BRANO —
= = =
A come abiura: “Io Galileo, fìglio di Vincenzo Galileo di Fiorenza, dell'età mia d'anni 70, constituto personalmente in giudizio, e inginocchiato avanti di voi Emin.mi e Rev.mi Cardinali, in tutta la Republica Cristiana contro l'eretica pravità generali Inquisitori; avendo davanti gl'occhi miei li sacrosanti Vangeli, quali tocco con le proprie mani, giuro che sempre ho creduto, credo adesso, e con l'aiuto di Dio crederò per l'avvenire, tutto quello che tiene, predica e insegna la Santa Cattolica e Apostolica Chiesa…” Comincia così il testo dell’abiura che lo scienziato e letterato Galileo Galilei è costretto a leggere davanti alla congregazione del Santo Uffizio il 22 giugno 1633.
Le ostilità tra lo scienziato pisano e le autorità ecclesiastiche erano di già lunga data: il suo affermare che alle verità della Bibbia fossero da anteporre quelle della natura, vero testo scritto da Dio di suo pugno, e la sua adesione alle teorie copernicane (“non il sole gira intorno alla terra, ma la terra e gli altri pianeti girano attorno al sole”) avevano portato la Chiesa nel 1616 a diffidarlo dal continuare a divulgare le tesi di Copernico, ritenute inconciliabili con la fede cattolica e perciò  condannate.
Ma nel 1623 Galileo pubblica “Il saggiatore” in cui polemizzava con il gesuita Orazio Grassi, che aveva scritto un trattato sull’apparizione di tre comete la “Disputatio astronomica”, pieno di errori ed aveva attaccato lo scienziato pisano nel “Libra astronomica ac philosophica”.
Ma a far scattare la condanna è la pubblicazione del “Dialogo sopra i due massimi sistemi del mondo tolemaico e copernicano” (1632) in cui, seppur celata dietro un’accurata esposizione del sistema tolemaico e di quello copernicano, mostra una approvazione convinta di quest’ultima tesi.
Sebbene l’abiura sia una grave mortificazione della cultura laica da parte di una Chiesa intransigente ed oscurantista verso Galileo il Sant’uffizio non usa la mano pesante: gli viene, infatti, risparmiata la prigione a favore della residenza coatta dapprima a Siena presso l’arcivescovo Piccolomini poi nel suo villino di Arcetri, dove si spegne nel 1642. Nel 1979, su richiesta di Papa  Giovanni Paolo II, viene fatta un'indagine sulla condanna di Galileo che si conclude con l'ammissione da parte della commissione papale dell'errore della Chiesa.
= = =
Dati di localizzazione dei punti
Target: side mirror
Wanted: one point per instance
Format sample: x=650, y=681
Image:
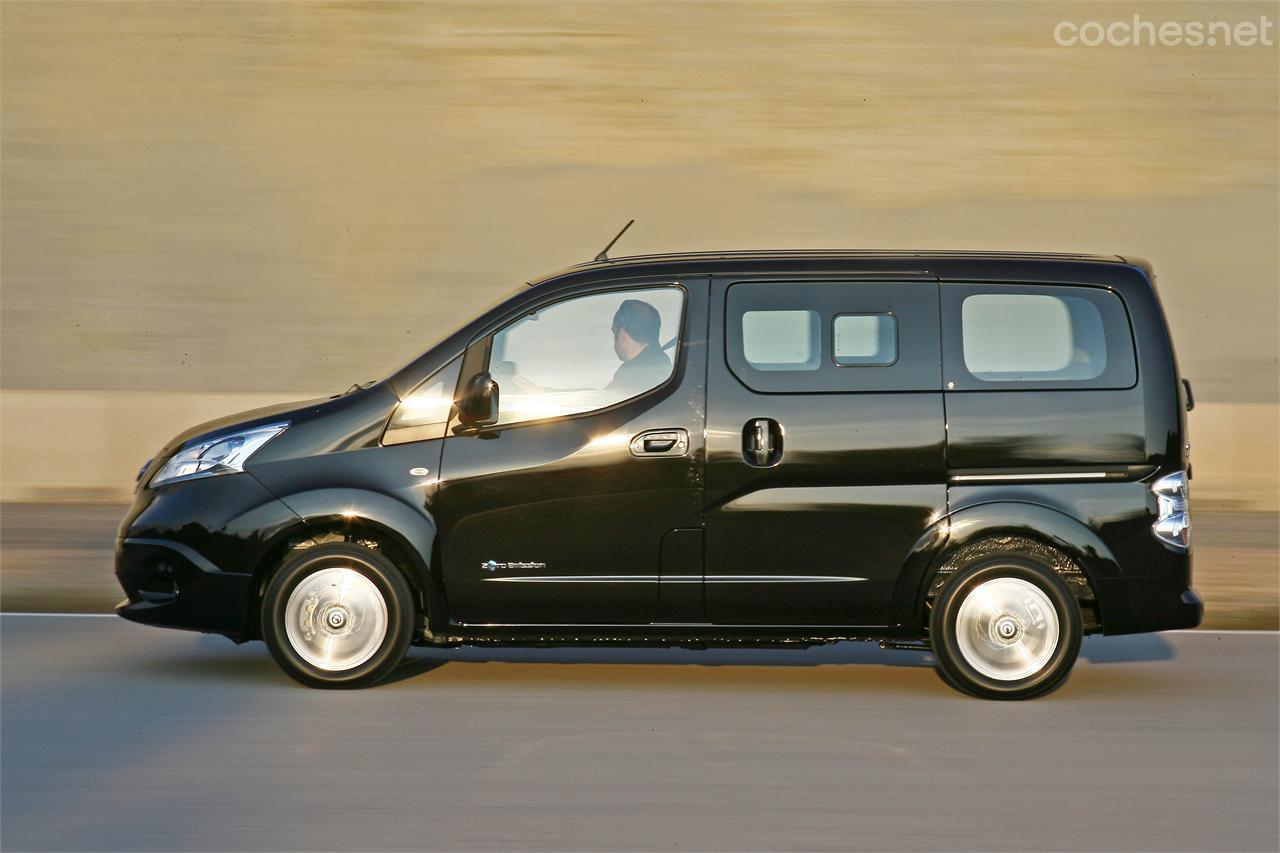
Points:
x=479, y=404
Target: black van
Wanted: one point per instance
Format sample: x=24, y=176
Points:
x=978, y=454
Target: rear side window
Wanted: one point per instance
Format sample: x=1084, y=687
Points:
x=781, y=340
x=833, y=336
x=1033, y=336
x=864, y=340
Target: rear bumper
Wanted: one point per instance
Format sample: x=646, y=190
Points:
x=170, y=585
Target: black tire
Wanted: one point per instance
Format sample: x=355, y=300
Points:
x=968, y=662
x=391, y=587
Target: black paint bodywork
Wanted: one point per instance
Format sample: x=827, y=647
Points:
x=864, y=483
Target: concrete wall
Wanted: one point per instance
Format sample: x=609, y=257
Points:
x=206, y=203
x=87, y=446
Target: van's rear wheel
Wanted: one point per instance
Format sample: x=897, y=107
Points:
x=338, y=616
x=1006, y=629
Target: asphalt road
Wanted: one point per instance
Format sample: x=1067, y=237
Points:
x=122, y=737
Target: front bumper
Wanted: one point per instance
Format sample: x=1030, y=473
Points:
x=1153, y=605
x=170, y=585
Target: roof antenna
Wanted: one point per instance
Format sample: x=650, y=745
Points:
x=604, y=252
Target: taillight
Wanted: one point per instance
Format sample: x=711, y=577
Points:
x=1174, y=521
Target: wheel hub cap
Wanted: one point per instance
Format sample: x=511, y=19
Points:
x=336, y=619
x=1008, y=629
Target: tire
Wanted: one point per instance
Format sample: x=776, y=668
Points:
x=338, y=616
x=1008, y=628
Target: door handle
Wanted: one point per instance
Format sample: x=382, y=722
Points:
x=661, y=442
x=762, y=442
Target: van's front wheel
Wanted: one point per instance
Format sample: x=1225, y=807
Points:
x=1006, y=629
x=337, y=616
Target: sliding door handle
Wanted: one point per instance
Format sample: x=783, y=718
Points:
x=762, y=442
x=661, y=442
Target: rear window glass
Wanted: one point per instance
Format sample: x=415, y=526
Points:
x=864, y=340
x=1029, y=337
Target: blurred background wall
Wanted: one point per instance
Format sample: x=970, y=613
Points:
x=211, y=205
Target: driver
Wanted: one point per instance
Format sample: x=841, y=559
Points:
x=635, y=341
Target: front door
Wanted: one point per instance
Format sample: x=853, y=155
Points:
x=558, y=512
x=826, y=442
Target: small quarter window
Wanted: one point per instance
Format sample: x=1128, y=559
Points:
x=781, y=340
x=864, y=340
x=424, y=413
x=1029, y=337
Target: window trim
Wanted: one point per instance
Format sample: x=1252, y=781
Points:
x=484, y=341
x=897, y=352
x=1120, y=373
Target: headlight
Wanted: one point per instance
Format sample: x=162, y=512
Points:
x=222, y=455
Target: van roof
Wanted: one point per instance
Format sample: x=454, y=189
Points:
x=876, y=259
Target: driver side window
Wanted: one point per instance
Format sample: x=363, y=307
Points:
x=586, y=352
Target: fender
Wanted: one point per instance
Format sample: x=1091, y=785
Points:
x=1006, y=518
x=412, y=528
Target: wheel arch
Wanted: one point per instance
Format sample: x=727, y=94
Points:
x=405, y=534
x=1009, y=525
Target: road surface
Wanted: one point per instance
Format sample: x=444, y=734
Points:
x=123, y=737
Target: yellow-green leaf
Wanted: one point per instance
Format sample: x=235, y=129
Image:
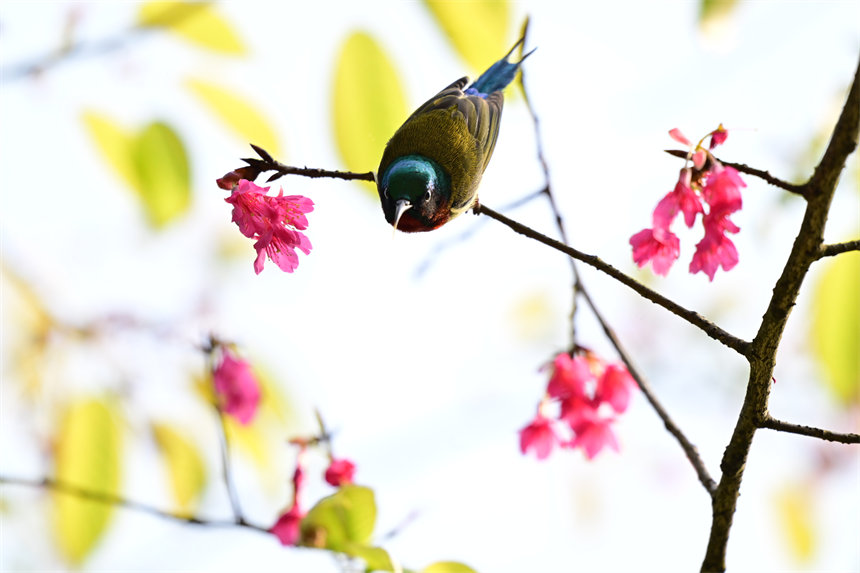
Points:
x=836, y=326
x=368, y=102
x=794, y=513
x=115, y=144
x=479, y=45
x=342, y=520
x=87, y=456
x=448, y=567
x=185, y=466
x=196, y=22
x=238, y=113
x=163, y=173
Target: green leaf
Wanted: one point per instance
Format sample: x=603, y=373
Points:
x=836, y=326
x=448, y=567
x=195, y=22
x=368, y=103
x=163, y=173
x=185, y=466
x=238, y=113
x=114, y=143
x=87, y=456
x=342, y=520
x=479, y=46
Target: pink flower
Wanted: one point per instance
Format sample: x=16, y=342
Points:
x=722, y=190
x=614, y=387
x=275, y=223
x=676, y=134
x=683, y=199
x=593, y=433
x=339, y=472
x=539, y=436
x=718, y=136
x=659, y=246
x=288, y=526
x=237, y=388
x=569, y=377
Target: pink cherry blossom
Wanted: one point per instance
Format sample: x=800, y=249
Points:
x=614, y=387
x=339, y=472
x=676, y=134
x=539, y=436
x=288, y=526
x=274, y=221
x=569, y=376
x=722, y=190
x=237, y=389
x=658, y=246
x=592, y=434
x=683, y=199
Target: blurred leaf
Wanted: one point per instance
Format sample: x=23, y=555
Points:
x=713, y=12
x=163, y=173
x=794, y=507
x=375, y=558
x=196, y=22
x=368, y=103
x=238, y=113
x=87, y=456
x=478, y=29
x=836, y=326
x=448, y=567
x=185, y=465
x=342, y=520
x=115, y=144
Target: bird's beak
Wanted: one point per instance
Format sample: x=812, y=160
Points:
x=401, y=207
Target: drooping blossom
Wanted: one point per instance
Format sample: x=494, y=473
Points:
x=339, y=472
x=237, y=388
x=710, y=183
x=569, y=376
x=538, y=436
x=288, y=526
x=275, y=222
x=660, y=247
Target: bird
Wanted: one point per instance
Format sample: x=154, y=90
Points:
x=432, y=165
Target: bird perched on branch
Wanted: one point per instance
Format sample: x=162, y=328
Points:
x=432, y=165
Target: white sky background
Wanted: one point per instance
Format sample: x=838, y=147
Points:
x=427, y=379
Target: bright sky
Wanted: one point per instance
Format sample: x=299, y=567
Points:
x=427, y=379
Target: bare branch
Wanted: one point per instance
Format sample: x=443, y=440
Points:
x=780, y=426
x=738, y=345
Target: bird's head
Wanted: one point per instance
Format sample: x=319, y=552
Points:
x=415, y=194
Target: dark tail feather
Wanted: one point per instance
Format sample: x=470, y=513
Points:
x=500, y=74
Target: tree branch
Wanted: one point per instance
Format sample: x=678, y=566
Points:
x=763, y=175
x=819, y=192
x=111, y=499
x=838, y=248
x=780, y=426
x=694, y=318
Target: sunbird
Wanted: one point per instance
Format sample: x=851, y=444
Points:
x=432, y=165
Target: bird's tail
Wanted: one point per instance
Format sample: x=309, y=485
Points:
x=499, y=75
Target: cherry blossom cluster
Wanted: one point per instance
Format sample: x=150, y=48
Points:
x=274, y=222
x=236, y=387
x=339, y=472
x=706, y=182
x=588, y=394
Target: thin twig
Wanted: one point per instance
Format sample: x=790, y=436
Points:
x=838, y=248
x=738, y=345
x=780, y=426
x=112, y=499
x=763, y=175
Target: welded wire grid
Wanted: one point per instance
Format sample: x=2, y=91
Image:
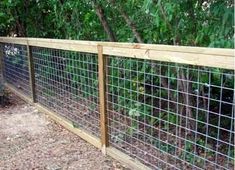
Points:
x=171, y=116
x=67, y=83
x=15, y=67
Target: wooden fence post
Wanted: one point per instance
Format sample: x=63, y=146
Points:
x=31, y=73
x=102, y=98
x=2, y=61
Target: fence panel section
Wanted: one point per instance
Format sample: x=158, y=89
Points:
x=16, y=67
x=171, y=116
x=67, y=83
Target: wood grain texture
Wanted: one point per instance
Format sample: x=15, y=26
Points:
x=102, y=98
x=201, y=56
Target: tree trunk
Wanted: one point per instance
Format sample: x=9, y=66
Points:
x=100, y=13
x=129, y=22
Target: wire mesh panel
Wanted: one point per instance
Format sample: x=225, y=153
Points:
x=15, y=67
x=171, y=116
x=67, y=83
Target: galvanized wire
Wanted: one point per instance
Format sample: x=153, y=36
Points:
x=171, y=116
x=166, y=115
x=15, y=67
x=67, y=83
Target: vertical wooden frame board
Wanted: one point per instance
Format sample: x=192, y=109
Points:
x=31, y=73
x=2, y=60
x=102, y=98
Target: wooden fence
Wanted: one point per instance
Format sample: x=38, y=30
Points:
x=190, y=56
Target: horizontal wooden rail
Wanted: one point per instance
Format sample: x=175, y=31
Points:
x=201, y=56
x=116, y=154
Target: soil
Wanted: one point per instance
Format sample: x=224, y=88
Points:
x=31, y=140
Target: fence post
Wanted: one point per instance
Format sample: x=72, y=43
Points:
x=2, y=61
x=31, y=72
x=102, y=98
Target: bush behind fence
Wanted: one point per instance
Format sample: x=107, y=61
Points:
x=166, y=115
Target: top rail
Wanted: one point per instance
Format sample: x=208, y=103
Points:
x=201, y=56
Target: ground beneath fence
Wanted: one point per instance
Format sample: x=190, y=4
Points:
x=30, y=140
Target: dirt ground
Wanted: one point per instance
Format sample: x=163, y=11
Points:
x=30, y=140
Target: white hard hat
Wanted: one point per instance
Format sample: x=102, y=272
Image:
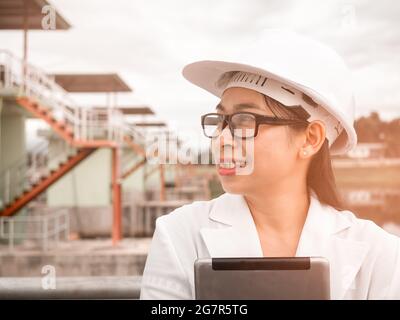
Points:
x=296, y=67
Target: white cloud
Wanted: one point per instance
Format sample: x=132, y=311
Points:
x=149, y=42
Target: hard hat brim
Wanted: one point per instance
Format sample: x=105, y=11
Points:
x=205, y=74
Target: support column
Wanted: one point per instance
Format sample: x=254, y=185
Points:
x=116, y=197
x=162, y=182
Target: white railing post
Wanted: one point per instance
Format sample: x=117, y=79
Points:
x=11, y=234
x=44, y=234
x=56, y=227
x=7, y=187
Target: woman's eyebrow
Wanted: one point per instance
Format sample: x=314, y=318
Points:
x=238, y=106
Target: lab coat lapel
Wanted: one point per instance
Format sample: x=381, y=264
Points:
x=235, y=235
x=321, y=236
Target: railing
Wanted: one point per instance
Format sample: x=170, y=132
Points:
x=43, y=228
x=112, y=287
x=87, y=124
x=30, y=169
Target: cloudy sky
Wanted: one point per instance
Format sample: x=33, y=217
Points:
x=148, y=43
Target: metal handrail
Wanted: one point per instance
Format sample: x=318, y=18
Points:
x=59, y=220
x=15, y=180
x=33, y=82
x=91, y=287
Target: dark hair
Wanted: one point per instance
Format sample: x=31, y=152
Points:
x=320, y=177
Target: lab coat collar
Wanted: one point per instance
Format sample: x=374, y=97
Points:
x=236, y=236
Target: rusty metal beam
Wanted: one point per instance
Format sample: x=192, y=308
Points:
= = =
COMPITI DA SVOLGERE —
A: Rispondi a queste domande sul brano dedicato all'abiura di Galileo:
(i) In quale data Galileo legge l'abiura davanti alla congregazione del Santo Uffizio?
(ii) In quale anno pubblica "Il saggiatore"?
(iii) In quale luogo muore Galileo, e in quale anno?
B: Ricopia dal brano sull'abiura di Galileo tutto ciò che va da "Ma a far scattare" fino a "dell'errore della Chiesa.".
Le voci provengono da una fonte diversa.

RISPOSTE NUMERATE —
A:
(i) Il 22 giugno 1633.
(ii) Nel 1623.
(iii) Nel suo villino di Arcetri, nel 1642.

B:
Ma a far scattare la condanna è la pubblicazione del “Dialogo sopra i due massimi sistemi del mondo tolemaico e copernicano” (1632) in cui, seppur celata dietro un’accurata esposizione del sistema tolemaico e di quello copernicano, mostra una approvazione convinta di quest’ultima tesi.
Sebbene l’abiura sia una grave mortificazione della cultura laica da parte di una Chiesa intransigente ed oscurantista verso Galileo il Sant’uffizio non usa la mano pesante: gli viene, infatti, risparmiata la prigione a favore della residenza coatta dapprima a Siena presso l’arcivescovo Piccolomini poi nel suo villino di Arcetri, dove si spegne nel 1642. Nel 1979, su richiesta di Papa  Giovanni Paolo II, viene fatta un'indagine sulla condanna di Galileo che si conclude con l'ammissione da parte della commissione papale dell'errore della Chiesa.